Stated task:
In the note on the VMware sound error below, why did the writer pick the "Analog Stereo Output" profile over "Analog Stereo Duplex"? Explain in one to three sentences.

This error message comes from the WinMM stack and is error code 2.

My context is as follows, but apparently this can happen with various other hardware/software combinations so this is really for the sake of reference.

VMware Player with an Ubuntu 11.04 Natty Narwahl guest on a Windows 7 64-bit host fails to connect or keep connected the guest virtual soundcard to the host. Although it does not quite matter the sound card is a Realtek HDA on a Dell XPS desktop machine.

It appears there is some sort of mismatch between what the host provides and what the guest asks for. This seems to happen when the host card and driver knows if things are pluggen in each of its jack ports, reports it to the OS, which then refuses to proceed with some sound system initialization. This can also happen when something went wrong somewhere in the driver system (e.g broken or mismatched registry settings).

The workaround for me was to disable all audio input in the virtual machine. To do so, go to Sound Preferences, go to the Hardware tab, and select a Profile in the list which matches what you want. I selected "Analog Stereo Output" instead of "Analog Stereo Duplex". This way VMware won't try to access a nonexistent microphone. I also had to reenable and then redisable the login screen sound for that sound not to play and therefore the soundcard not to disconnect when reaching the login screen, as apparently this area of the system does not respect sound settings.

Collection entries:

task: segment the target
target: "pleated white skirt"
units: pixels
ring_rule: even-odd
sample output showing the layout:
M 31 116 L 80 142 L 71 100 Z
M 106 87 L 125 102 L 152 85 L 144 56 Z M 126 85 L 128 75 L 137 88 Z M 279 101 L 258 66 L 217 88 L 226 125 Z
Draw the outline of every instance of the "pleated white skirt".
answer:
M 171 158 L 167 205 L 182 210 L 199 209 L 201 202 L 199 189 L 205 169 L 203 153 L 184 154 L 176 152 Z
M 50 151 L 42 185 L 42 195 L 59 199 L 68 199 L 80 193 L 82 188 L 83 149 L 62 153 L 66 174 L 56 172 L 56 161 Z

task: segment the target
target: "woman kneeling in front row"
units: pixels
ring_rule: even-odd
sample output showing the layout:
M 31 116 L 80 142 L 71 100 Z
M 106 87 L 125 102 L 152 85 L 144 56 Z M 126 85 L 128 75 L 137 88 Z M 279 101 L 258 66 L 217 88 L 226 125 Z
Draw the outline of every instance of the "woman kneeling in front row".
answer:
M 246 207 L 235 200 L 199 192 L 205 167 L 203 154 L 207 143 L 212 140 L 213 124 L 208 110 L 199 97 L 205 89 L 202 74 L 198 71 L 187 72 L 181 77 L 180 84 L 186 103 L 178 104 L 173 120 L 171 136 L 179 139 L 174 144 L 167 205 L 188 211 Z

Answer to the exercise:
The output-only profile disables all audio input in the virtual machine, so VMware won't try to access a nonexistent microphone. This was the writer's workaround for the guest's virtual soundcard failing to connect, or to stay connected, to the host.